ABOUT THIS TASK
Transcribe the lunar vehicle passage below word for word, starting at "A 300 kg payload" and ending after "masses 88,889 kg.".

DOCUMENT PASSAGE
◆ ◆ ◆
To fly from Earth to Moon and land there requires that we impart 12.6
km/sec to the speed of a vehicle and then slow the vehicle by about
2.4 km/sec - a total of 15.0 km/sec. The vehicle must then impart
another 2.4 km/sec to return to Earth. 17.4 km/sec total.

A three stage vehicle that had an exhaust speed of 4.5 km/sec and a
structural fraction of 12.5% would have to attain 5.8 km/sec per
stage. This requires that 72.5% of each stage be propellant. This
leaves 20.4% for the payload. Thus, each stage is 6.7x its payload.

A 300 kg payload is enough to carry an astronaut in a long-duration
spacesuit for ten days - enough for a journey to the moon and back.

The 'lunar stage' masses 2,000 kg. The inter-stage masses 13,333
kg. The booster masses 88,889 kg.

The three stages, propelled by liquid hydrogen and liquid oxygen, are
the following sizes

Lunar Stage
A sphere 1.977 m in diameter within which is a sphere, offset to one
side, where the two drain into a pump system, that is 1.277 m in
diameter - the outer sphere contains 206.9 kg of hydrogen, the inner
one 1,241.8 kg of oxygen. They are propelled by a MEMS based wafer
that is 270 mm in diameter that produces up to 2,000 kgf of thrust at
450 seconds.

Interstage
A sphere 3.721 m in diameter containing a sphere, 2.403 m in diameter,
the larger sphere containing 1,379.9 kg of hydrogen and the smaller
sphere containing 8,279.2 kg of oxygen. This is propelled by 7 MEMS
wafers each 270 mm in diameter - assembled in a hexagonal close packed
array.
◆ ◆ ◆
Saved data entries

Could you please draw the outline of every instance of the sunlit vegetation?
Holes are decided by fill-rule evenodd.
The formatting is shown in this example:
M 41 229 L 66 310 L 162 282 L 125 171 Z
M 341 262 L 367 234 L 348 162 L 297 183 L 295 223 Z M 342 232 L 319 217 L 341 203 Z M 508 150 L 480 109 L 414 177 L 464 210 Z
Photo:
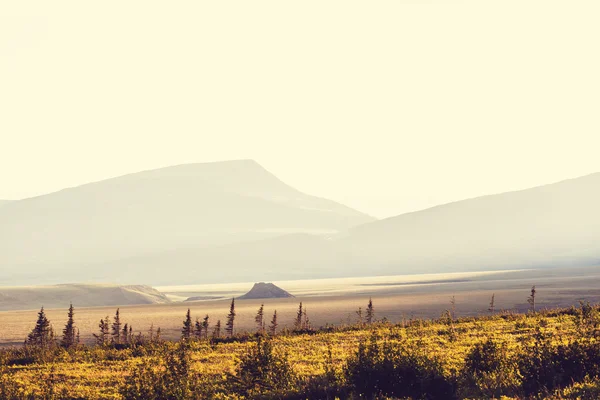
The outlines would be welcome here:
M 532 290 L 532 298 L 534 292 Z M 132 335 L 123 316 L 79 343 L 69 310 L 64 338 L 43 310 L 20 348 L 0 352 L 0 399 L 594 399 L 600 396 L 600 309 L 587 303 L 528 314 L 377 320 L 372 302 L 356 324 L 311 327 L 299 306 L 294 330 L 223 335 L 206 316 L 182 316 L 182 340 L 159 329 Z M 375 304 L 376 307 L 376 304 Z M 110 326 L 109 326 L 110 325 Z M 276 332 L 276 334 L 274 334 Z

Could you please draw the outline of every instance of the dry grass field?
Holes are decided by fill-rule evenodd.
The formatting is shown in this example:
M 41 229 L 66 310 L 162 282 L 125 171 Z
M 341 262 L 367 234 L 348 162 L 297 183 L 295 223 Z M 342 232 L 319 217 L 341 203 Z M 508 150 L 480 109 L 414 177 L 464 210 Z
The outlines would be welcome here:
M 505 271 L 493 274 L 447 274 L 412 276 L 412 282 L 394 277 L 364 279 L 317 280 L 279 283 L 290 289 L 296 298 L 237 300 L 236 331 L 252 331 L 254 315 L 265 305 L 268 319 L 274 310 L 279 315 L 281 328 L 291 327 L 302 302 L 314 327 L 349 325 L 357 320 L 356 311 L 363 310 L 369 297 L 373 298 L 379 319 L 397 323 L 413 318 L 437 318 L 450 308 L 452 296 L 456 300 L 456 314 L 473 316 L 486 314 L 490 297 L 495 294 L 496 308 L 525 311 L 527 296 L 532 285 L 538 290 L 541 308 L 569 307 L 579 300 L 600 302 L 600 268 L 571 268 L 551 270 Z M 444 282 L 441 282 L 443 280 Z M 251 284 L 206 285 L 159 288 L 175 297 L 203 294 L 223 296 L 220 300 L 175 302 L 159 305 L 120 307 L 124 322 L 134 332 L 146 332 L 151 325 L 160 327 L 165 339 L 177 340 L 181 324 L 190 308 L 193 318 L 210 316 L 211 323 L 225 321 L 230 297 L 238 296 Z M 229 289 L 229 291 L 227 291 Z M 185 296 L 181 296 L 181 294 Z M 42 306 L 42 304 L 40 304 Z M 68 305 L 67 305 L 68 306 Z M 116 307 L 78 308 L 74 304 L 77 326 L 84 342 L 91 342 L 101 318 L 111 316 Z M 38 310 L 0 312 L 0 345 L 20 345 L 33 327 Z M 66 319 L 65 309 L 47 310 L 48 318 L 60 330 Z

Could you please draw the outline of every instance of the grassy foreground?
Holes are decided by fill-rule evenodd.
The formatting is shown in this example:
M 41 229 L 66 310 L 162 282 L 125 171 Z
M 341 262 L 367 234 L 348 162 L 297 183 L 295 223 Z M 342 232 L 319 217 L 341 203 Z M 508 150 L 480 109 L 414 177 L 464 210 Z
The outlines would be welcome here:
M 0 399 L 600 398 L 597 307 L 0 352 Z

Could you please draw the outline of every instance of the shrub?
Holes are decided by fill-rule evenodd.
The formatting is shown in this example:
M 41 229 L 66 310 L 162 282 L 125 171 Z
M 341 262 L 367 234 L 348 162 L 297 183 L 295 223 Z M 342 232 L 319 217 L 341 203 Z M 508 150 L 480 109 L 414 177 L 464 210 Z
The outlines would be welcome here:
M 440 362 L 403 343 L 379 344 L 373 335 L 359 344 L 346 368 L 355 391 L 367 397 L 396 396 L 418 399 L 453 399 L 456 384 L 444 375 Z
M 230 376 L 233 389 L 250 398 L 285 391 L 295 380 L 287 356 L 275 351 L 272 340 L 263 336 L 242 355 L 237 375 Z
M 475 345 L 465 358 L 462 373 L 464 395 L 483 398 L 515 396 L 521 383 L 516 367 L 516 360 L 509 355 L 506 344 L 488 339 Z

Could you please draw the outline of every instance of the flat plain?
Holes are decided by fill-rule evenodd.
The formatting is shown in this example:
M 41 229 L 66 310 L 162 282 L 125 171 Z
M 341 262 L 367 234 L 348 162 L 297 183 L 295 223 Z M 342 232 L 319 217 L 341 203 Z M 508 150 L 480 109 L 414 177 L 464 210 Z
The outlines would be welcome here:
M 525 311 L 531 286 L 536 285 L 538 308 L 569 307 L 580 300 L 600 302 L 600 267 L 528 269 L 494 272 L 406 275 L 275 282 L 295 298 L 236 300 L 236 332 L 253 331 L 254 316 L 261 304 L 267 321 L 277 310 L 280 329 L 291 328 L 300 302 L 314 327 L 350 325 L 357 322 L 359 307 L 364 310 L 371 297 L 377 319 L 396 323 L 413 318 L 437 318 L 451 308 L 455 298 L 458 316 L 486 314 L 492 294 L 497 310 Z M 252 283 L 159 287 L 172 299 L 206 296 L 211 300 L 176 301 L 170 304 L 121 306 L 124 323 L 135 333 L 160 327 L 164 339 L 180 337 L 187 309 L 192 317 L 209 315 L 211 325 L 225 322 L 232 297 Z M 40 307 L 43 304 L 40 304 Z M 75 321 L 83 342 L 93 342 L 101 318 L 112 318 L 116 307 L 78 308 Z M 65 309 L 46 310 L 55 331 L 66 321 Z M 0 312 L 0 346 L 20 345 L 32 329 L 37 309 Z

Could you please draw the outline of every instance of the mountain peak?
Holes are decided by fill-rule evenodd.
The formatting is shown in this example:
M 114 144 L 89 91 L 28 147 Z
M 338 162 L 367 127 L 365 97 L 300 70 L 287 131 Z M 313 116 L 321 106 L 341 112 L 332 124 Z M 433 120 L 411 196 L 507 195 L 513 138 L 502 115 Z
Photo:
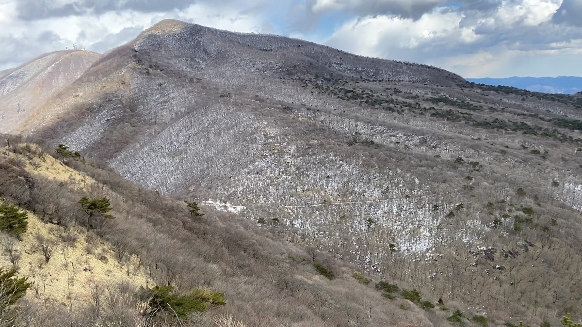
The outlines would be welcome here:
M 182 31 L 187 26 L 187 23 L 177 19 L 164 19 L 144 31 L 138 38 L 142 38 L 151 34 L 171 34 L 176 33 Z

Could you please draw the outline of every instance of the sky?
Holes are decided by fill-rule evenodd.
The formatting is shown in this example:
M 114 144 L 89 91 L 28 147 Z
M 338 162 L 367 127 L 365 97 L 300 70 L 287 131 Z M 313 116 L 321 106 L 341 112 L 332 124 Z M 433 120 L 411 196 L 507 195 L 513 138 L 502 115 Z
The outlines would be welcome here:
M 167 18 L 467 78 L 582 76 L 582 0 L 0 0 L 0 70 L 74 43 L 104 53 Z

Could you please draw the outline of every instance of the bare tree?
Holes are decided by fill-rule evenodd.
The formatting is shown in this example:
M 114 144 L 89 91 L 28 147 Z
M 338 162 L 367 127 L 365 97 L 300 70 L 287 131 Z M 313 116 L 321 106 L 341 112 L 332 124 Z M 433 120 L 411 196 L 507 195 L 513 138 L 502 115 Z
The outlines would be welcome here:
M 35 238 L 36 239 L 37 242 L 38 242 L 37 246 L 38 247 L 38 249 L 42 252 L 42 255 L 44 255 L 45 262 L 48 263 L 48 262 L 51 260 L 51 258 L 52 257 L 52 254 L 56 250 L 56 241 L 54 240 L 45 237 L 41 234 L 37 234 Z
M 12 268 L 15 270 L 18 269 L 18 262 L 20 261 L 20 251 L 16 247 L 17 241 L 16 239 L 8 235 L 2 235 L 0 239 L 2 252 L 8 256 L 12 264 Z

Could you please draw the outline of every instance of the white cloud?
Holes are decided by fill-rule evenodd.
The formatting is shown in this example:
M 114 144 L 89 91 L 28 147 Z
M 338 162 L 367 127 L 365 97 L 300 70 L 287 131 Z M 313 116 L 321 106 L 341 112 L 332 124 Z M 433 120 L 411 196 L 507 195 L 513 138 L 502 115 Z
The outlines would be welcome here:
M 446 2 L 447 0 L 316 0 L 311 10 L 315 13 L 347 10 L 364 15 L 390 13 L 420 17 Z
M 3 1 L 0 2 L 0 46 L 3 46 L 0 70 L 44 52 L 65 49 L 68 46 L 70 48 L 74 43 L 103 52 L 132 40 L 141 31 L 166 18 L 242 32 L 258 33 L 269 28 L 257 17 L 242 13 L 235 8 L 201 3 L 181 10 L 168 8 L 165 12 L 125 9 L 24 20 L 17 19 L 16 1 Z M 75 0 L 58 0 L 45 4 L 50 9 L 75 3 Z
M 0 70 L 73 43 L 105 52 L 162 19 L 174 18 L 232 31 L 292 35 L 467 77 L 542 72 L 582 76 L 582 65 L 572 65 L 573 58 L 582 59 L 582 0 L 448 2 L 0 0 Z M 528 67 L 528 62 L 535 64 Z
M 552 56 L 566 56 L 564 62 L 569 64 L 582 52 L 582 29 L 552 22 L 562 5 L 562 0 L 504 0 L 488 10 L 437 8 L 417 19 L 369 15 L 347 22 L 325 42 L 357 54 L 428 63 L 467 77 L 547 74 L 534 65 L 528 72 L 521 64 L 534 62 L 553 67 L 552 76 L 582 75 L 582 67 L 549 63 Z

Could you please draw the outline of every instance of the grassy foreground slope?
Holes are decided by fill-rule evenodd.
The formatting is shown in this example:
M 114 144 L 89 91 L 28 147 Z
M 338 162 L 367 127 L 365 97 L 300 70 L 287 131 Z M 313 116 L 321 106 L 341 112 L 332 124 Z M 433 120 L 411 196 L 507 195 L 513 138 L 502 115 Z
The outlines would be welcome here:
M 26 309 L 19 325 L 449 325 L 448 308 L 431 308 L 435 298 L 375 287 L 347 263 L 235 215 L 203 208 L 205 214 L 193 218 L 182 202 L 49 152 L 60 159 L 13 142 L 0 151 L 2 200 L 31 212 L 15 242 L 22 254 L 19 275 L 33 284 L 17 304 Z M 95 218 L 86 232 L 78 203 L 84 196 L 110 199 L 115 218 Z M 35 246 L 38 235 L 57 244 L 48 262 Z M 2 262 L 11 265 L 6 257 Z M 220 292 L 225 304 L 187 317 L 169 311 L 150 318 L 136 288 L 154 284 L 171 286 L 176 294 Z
◆ ◆ ◆
ANSWER TO THIS PROBLEM
A 300 kg payload is enough to carry an astronaut in a long-duration
spacesuit for ten days - enough for a journey to the moon and back.

The 'lunar stage' masses 2,000 kg. The inter-stage masses 13,333
kg. The booster masses 88,889 kg.